Mr. David Lidington (Aylesbury)

I welcome the debate. It is a pleasure to face the Financial Secretary to the Treasury across the Chamber once again.

Debt relief and poverty reduction are crucial issues for the United Kingdom and more directly for the countries whose fate we are debating this afternoon. When considering the raw statistics published by organisations such as the World Bank, one must be careful not to become inured to the tragedy of what is taking place in the world. Tables of figures cannot do justice to the truth that there are still countries in Africa where more than 10 children out of every 100 die in infancy. They are not just statistics: most of those deaths are preventable, and every case reflects the most appalling human suffering and tragedy. The 113 million children of primary school age who do not attend any sort of school are more than mere statistics: the talent and energy of those children, our fellow human beings, are wasted because they lack the opportunities that we take for granted for our families.

On behalf of the Opposition, I am happy to tell the Minister that we shall seek a constructive debate on this subject with the Government and with outside organisations. The right hon. Gentleman was right to pay tribute to the work of non-governmental organisations in the field and in pricking the conscience of politicians and suggesting fresh thinking. My party has recently embarked on a major policy review, as part of which my hon. Friend the Member for Meriden (Mrs. Spelman) and I are looking forward to a sustained dialogue with NGOs and other bodies involved with debt and international development.

I was grateful for the Minister's acknowledgement of the work done when they were in office by John Major and other senior Conservative politicians to bring Britain's influence to bear in the multilateral institutions in an effort to reduce the burden of debt upon the poorest countries in the world. I return the compliment and give the present Administration credit for their energy and the priority that the Government, and the Chancellor of Exchequer personally, have given to the issue. I do not pledge to abstain always from criticising Government during the time that I am Opposition Front-Bench spokesman, and I certainly will not abstain from questioning them about the impact of their policies. However, it will always be our intention to seek constructive dialogue and debate.

It is important to recognise that neither debt relief in general, nor the HIPC scheme in particular, are panaceas. About 80 per cent. of the world's poor live in countries that are not eligible for the HIPC scheme, and all developing countries will depend for their future development upon several means of assistance, of which loans, although important, will be only one. Obviously, aid will continue to be important: the World Bank estimated that a 10 per cent. cut in overall net aid flows could, if implemented, wipe out overnight the entire benefit of the HIPC debt relief arrangements.

Even more important to the long-term sustainability of poorer nations are an increase in world trade and decisions by the industrialised powers to allow much freer access to markets for goods and services produced by developing countries. In that context, I welcome the commitment announced in February by the European Union to remove tariffs and quotas on all imports from less developed countries. If there is time, I hope that the Minister will bring the House up to date on the progress of that agenda and say whether the forthcoming meeting in Doha is likely to include discussions on how to increase access to the markets of developed countries.

As the Minister said, the leaders of poorer countries have responsibilities. Such countries are not helped if we always caricature their people as helpless victims who will inevitably be permanently dependent upon others. The Minister's comments about encouraging signs in Africa were pertinent. Many African countries have been misgoverned and, in some cases, plundered by their rulers. Stable political institutions and the rule of law, as well as sustainable economic policies, create the conditions that allow poor countries to attract investment and ensure that loans and aid are used to the advantage of the population to relieve poverty, not salted away to benefit only a corrupt elite.
__________________________________________________
= SET TASK 1 =
Return every line of the entries that contains the string "valley", matching case exactly.
The speech and the entries that follow it are unrelated to each other.
__________________________________________________
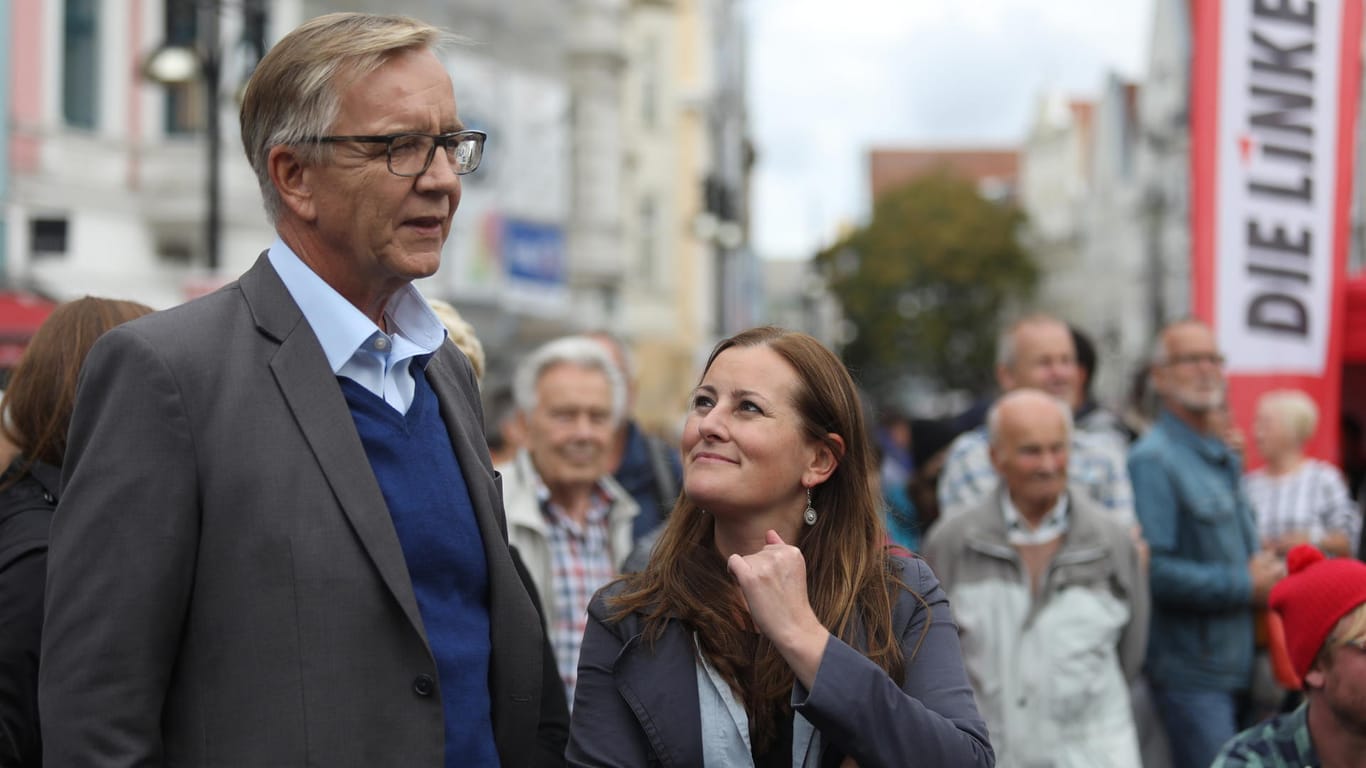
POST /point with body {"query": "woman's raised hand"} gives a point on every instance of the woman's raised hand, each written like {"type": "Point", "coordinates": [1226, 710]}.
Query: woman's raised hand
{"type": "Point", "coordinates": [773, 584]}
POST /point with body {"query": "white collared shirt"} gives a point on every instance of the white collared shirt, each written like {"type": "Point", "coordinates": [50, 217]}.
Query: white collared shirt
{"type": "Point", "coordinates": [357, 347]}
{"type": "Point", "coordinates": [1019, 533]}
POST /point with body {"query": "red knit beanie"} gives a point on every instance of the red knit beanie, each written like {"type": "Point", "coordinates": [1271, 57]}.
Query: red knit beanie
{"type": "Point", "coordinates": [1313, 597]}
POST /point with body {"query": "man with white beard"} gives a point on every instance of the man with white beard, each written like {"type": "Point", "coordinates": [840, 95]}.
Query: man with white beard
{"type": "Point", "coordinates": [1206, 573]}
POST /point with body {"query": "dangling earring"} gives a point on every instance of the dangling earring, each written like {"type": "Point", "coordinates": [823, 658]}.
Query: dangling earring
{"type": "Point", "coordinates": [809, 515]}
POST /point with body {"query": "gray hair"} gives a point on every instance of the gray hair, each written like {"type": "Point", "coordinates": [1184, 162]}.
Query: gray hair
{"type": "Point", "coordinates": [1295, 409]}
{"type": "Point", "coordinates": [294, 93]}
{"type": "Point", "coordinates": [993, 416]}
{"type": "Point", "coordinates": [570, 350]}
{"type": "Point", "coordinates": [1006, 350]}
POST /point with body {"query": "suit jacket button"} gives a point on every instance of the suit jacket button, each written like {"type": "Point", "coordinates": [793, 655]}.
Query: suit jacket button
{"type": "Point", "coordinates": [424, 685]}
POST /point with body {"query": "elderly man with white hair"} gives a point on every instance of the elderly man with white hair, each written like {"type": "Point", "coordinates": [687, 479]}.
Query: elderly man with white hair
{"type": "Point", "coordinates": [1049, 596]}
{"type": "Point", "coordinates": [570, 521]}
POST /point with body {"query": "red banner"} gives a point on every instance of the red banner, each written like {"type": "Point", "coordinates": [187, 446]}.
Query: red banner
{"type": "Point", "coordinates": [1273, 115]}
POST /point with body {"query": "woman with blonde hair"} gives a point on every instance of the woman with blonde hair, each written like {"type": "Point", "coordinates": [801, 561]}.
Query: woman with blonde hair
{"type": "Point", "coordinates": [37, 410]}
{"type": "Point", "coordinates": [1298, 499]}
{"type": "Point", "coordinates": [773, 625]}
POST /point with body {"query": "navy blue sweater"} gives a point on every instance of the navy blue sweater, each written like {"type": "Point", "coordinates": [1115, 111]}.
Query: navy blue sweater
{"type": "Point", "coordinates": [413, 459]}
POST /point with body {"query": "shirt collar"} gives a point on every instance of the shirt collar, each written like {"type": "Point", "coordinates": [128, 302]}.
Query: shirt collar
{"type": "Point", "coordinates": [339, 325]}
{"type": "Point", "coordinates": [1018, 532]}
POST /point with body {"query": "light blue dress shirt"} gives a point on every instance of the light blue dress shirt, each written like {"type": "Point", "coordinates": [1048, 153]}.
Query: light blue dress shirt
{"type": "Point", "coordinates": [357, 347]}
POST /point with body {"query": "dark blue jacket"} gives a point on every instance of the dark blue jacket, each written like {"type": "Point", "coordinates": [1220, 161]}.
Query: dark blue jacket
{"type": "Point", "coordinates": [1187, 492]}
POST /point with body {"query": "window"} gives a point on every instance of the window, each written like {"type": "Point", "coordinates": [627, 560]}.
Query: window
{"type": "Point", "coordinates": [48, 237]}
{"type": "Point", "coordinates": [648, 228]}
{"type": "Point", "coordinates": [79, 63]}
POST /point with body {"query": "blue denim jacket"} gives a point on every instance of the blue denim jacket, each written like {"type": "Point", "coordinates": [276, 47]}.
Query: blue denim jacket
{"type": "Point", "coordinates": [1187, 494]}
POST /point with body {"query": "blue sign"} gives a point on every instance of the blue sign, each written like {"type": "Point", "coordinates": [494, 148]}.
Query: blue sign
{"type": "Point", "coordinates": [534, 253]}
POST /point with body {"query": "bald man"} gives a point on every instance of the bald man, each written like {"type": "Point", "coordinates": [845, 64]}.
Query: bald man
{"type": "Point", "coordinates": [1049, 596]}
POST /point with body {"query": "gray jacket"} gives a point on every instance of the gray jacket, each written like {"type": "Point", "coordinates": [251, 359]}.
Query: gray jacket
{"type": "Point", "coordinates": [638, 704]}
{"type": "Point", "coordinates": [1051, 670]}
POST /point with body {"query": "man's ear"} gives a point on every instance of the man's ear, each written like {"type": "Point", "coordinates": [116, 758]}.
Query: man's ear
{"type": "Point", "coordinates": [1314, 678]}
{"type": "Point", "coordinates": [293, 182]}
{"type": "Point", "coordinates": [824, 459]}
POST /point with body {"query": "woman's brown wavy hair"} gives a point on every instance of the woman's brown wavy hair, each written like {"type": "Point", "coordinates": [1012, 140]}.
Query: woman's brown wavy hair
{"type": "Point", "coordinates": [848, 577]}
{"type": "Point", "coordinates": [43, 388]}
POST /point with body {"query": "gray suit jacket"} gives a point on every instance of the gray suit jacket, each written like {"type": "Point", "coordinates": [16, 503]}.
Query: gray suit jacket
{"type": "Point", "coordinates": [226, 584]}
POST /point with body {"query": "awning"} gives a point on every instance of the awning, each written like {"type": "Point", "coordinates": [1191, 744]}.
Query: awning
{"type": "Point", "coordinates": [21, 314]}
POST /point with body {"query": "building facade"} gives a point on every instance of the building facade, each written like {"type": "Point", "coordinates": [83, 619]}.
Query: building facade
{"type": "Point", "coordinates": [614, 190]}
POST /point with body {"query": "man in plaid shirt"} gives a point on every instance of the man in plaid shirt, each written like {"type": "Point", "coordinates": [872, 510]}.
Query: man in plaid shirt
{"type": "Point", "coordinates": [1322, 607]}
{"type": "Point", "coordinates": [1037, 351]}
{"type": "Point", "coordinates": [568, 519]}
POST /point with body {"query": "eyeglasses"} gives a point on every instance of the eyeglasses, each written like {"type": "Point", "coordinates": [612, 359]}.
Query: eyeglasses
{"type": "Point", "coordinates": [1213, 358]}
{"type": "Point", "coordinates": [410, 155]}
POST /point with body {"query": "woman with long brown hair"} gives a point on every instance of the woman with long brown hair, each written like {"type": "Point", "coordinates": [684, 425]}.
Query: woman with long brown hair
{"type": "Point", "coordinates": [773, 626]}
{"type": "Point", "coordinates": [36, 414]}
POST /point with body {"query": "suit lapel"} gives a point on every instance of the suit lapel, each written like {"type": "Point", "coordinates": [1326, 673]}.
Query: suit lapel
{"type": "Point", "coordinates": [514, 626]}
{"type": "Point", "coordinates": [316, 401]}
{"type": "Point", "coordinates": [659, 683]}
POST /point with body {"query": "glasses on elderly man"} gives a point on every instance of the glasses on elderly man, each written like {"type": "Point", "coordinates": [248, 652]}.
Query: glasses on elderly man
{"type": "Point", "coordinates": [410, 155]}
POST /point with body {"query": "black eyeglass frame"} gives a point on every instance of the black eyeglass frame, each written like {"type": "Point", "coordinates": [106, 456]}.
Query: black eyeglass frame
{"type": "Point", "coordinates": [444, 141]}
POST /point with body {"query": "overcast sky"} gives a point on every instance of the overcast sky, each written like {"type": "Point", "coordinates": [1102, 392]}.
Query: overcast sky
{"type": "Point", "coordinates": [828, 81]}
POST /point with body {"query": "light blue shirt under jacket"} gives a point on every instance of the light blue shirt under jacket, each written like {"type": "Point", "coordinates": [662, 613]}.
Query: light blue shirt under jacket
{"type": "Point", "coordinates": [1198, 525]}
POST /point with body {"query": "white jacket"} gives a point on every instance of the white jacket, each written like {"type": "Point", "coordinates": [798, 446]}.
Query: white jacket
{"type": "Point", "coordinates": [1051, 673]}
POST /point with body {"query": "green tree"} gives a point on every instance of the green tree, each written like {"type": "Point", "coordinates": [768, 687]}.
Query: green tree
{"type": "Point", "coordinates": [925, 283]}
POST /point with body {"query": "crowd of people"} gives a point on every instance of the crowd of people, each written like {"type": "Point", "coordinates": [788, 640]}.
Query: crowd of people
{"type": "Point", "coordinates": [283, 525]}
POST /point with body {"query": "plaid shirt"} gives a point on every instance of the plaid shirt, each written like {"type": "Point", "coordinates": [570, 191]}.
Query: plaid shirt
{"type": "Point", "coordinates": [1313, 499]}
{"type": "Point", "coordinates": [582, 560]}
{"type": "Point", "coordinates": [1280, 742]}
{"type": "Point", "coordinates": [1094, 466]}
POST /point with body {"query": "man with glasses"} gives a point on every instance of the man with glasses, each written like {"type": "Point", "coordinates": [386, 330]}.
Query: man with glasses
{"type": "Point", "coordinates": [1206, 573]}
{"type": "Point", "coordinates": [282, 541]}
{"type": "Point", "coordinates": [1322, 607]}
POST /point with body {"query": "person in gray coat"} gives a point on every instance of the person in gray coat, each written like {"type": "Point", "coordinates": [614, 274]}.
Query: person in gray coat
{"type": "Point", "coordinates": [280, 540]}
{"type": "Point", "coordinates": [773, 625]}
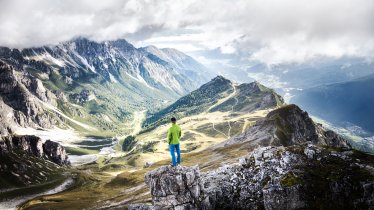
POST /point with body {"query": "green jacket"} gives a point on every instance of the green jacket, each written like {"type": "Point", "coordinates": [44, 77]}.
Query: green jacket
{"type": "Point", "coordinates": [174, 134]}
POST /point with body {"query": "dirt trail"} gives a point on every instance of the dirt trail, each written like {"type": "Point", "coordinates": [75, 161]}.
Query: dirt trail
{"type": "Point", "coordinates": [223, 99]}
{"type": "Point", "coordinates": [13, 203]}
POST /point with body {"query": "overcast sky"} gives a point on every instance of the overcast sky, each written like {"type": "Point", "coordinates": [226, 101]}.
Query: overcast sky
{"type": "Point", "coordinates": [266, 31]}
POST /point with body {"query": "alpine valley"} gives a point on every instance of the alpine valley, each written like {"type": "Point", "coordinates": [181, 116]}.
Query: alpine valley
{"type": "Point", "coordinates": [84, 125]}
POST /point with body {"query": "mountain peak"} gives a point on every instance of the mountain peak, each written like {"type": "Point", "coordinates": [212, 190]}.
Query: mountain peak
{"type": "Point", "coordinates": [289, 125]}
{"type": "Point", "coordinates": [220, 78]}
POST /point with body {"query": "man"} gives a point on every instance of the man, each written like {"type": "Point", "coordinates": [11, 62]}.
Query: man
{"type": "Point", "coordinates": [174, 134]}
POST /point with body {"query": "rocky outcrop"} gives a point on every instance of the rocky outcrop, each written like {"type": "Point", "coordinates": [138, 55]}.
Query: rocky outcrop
__________________________________________________
= SET TASK 2 =
According to the speech, how many children of primary school age do not attend any sort of school?

= EXERCISE RESPONSE 1 =
POST /point with body {"query": "alpine valley"} gives a point on every instance of the alpine valley, each written like {"type": "Point", "coordinates": [181, 116]}.
Query: alpine valley

= EXERCISE RESPONSE 2 =
113 million